**What you need to do**
Given the entries that follow, write out exactly the lines starting at the one containing "Target: wall-mounted light fixture" and ending at the one containing "Target: upper window opening", both ends included, and only those.

··· Stored data ···

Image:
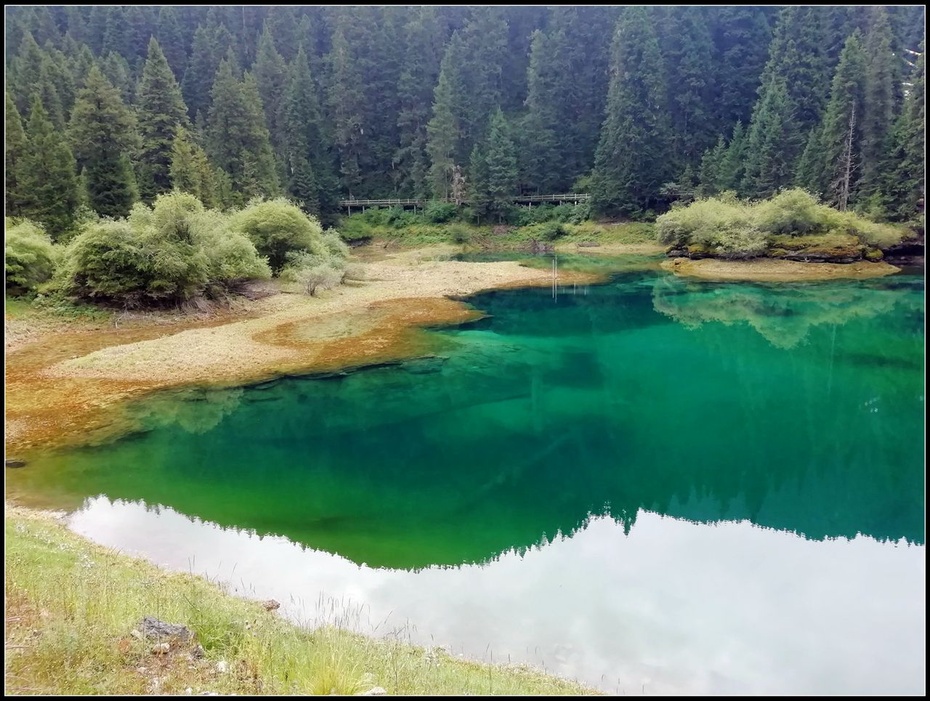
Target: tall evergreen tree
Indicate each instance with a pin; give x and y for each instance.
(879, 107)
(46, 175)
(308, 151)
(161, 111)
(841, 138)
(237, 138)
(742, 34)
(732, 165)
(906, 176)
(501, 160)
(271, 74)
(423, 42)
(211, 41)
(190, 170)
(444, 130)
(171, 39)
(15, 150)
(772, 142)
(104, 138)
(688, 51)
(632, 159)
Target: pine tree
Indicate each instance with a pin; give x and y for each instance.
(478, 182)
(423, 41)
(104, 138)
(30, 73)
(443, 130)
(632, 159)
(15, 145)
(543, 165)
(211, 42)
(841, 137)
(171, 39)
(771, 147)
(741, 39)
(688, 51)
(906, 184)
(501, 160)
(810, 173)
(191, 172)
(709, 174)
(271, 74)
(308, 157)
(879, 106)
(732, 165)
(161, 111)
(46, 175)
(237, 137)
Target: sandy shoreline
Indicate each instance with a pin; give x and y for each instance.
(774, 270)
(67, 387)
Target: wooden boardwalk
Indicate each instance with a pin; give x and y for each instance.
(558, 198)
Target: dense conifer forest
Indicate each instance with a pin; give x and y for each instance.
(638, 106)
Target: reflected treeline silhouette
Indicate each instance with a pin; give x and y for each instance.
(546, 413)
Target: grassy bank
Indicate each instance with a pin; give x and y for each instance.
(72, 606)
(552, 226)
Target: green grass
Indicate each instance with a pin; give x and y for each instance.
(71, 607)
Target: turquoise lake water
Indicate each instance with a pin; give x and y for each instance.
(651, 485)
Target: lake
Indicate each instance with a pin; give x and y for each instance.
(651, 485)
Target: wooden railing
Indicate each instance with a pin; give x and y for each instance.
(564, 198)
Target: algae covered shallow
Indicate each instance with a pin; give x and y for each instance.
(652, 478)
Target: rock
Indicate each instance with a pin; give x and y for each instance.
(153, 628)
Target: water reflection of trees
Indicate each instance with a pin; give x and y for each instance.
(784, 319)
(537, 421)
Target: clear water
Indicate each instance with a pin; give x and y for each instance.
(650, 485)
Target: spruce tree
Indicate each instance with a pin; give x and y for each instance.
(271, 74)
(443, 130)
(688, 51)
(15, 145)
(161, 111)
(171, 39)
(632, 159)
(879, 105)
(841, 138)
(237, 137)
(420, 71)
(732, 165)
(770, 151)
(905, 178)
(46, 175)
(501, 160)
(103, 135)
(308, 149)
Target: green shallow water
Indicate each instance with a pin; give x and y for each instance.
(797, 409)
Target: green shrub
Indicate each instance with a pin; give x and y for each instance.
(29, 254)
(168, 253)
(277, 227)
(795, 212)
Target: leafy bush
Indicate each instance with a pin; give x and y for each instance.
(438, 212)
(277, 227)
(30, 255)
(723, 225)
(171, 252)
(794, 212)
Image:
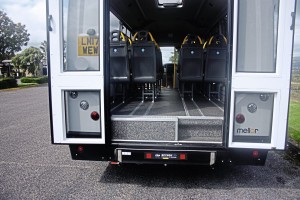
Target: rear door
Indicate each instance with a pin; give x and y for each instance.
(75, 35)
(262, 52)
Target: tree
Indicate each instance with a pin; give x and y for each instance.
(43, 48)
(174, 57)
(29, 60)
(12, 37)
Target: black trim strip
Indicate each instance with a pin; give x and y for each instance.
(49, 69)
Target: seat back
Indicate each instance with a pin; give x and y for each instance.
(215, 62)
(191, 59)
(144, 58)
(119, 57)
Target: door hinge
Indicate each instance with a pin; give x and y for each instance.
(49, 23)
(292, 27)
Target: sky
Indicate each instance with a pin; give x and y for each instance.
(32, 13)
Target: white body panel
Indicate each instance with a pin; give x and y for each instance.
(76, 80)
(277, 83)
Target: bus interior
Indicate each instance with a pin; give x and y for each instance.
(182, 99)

···
··· Stored data ···

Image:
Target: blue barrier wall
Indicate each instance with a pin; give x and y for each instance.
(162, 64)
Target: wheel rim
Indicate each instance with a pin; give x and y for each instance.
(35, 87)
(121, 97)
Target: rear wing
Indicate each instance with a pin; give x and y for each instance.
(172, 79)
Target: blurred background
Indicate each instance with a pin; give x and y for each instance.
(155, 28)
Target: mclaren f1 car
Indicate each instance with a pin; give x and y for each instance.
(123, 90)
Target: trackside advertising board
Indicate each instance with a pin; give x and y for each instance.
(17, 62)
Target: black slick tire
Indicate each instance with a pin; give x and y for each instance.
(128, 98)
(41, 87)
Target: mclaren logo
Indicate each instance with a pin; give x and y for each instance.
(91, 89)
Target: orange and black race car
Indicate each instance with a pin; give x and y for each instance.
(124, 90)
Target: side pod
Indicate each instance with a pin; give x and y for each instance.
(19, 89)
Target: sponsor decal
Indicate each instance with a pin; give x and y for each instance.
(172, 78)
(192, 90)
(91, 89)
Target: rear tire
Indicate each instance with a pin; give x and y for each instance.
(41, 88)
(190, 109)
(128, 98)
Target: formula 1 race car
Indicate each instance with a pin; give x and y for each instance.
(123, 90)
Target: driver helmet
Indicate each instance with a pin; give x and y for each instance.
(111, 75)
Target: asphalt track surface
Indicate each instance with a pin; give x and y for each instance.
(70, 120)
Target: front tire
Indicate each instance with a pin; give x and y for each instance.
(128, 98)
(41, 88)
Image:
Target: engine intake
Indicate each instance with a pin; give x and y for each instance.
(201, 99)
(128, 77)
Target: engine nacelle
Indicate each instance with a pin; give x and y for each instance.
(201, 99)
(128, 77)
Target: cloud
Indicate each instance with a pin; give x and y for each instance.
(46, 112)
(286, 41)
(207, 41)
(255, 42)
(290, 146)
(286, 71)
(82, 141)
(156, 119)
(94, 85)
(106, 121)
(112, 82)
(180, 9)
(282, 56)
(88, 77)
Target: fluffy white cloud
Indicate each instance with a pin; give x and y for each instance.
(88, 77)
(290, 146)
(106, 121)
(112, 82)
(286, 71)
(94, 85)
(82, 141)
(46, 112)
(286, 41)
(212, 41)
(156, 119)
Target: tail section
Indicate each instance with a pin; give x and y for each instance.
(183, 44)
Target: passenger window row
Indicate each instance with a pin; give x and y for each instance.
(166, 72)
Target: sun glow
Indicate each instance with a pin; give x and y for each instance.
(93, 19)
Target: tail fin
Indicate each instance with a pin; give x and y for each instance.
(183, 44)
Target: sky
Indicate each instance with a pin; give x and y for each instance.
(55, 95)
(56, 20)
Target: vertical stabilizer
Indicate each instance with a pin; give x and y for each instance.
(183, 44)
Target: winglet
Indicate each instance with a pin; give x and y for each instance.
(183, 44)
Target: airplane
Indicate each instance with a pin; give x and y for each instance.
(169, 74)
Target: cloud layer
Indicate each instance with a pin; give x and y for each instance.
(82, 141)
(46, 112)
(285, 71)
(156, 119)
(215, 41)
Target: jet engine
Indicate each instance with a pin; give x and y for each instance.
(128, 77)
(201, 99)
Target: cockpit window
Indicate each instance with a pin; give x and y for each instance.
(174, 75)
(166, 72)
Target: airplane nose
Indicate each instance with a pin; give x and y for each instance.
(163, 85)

···
··· Stored data ···

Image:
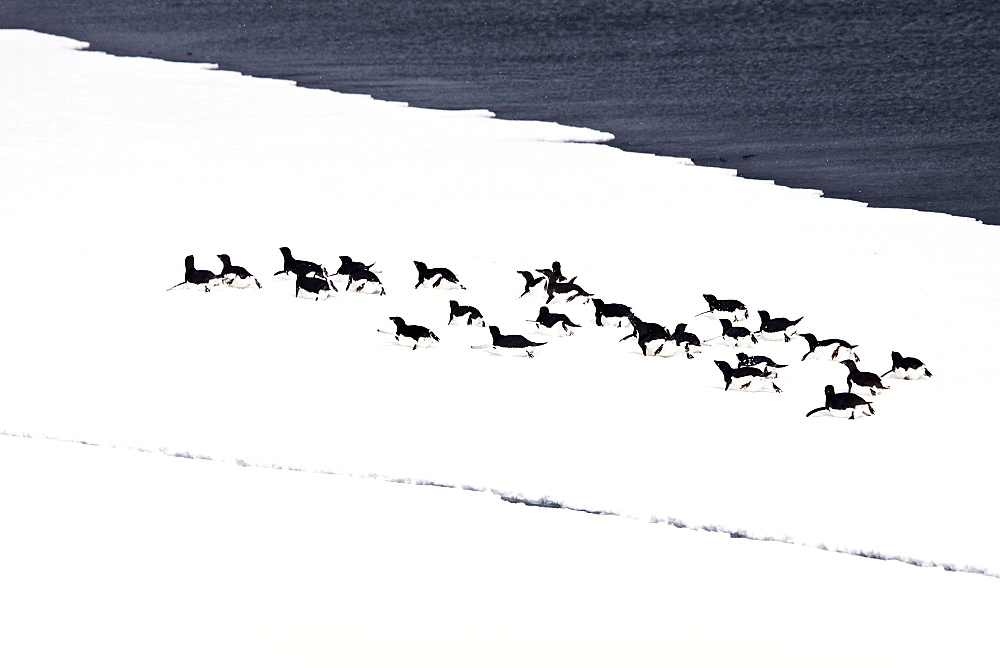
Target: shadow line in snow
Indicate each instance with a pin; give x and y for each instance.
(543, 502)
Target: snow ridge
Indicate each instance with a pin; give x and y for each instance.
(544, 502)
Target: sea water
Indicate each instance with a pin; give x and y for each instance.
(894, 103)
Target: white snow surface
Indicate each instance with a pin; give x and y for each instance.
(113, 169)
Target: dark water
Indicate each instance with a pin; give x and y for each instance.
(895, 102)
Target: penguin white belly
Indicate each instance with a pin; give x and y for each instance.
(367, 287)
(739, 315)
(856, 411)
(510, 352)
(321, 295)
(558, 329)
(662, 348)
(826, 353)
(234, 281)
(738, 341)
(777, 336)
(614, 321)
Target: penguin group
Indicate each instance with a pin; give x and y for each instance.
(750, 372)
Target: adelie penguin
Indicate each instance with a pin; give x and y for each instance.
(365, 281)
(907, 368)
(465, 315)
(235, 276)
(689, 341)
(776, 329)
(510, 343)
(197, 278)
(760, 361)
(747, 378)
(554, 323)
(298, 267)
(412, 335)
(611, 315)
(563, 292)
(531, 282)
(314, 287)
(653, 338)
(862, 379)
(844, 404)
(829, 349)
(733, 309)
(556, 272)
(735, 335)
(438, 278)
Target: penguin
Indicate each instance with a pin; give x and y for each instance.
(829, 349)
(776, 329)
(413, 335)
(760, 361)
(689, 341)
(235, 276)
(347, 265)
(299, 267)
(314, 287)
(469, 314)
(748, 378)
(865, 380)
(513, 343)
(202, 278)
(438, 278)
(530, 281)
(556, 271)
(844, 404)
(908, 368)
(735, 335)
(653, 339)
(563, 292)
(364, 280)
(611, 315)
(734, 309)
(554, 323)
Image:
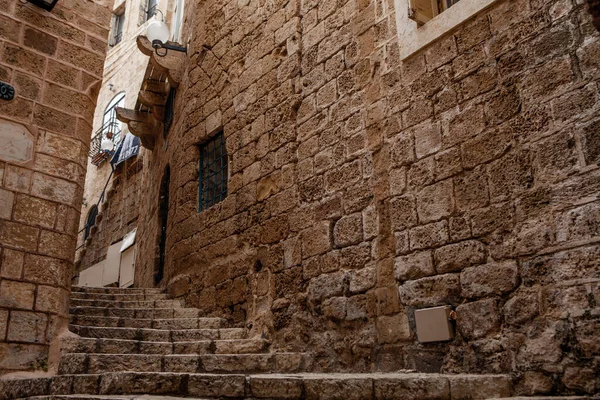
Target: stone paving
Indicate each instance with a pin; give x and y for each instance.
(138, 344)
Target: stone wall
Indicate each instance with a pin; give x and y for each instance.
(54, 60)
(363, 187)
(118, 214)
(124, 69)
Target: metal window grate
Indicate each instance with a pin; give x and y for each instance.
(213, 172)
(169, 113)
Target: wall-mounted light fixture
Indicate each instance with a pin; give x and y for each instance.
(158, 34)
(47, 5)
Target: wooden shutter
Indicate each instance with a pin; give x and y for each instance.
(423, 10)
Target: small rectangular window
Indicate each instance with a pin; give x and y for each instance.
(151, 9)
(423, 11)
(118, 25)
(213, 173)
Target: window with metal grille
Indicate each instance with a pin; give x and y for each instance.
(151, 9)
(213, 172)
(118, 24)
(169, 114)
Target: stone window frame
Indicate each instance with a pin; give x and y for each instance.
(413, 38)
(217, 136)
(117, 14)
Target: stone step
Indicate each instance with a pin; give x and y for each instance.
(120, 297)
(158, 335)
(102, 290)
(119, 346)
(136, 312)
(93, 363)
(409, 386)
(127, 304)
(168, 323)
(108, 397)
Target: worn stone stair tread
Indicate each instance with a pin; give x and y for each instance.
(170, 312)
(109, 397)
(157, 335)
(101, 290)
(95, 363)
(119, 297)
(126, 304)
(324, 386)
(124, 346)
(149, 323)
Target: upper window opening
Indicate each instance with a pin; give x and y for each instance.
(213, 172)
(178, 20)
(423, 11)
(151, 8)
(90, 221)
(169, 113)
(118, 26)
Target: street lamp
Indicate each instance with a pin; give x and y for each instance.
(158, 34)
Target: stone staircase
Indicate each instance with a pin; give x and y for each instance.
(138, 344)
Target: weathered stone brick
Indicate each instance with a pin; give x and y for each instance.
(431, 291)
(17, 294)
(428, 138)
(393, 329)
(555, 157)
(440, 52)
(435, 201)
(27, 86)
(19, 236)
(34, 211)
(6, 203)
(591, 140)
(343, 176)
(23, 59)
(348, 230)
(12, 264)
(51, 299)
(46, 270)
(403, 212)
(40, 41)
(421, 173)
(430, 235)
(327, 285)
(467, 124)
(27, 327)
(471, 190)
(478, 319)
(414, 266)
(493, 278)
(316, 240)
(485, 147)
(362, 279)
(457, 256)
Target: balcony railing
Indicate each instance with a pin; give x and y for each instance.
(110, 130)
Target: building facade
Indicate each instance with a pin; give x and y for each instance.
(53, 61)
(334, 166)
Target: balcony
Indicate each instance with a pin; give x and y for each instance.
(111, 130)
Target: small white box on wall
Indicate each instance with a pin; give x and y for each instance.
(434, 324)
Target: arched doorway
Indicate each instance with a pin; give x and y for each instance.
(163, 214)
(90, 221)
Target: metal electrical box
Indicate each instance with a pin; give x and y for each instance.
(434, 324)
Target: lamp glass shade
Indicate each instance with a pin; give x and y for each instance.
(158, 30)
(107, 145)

···

**Solution below**
Target: wall-mounted light fixture
Indicate each instance with a pin; give x and y for each instance.
(158, 34)
(47, 5)
Target: wooden shutter
Indicate each instance with a pin; give x and y for each instance.
(423, 10)
Target: small rectangular window
Indicate each instance with a pin; give x and y for each instance.
(151, 9)
(423, 11)
(118, 25)
(213, 173)
Target: window with metal grille
Indicate each instance with a pin; give x and y for each instance.
(151, 9)
(213, 172)
(118, 24)
(169, 114)
Target: stone window frame
Indicate each instance with a pin; give x and y for each instance.
(413, 38)
(217, 136)
(117, 14)
Target: stone step
Indicate each instance with a pin; give x and y for each instance.
(120, 297)
(158, 335)
(102, 290)
(119, 346)
(136, 312)
(93, 363)
(409, 386)
(127, 304)
(168, 323)
(108, 397)
Target: worn stone stair tread
Indicate each instance with a pin; give x and y for each instance.
(170, 312)
(109, 397)
(157, 335)
(101, 290)
(95, 363)
(119, 297)
(126, 304)
(324, 386)
(124, 346)
(149, 323)
Target: upper window opening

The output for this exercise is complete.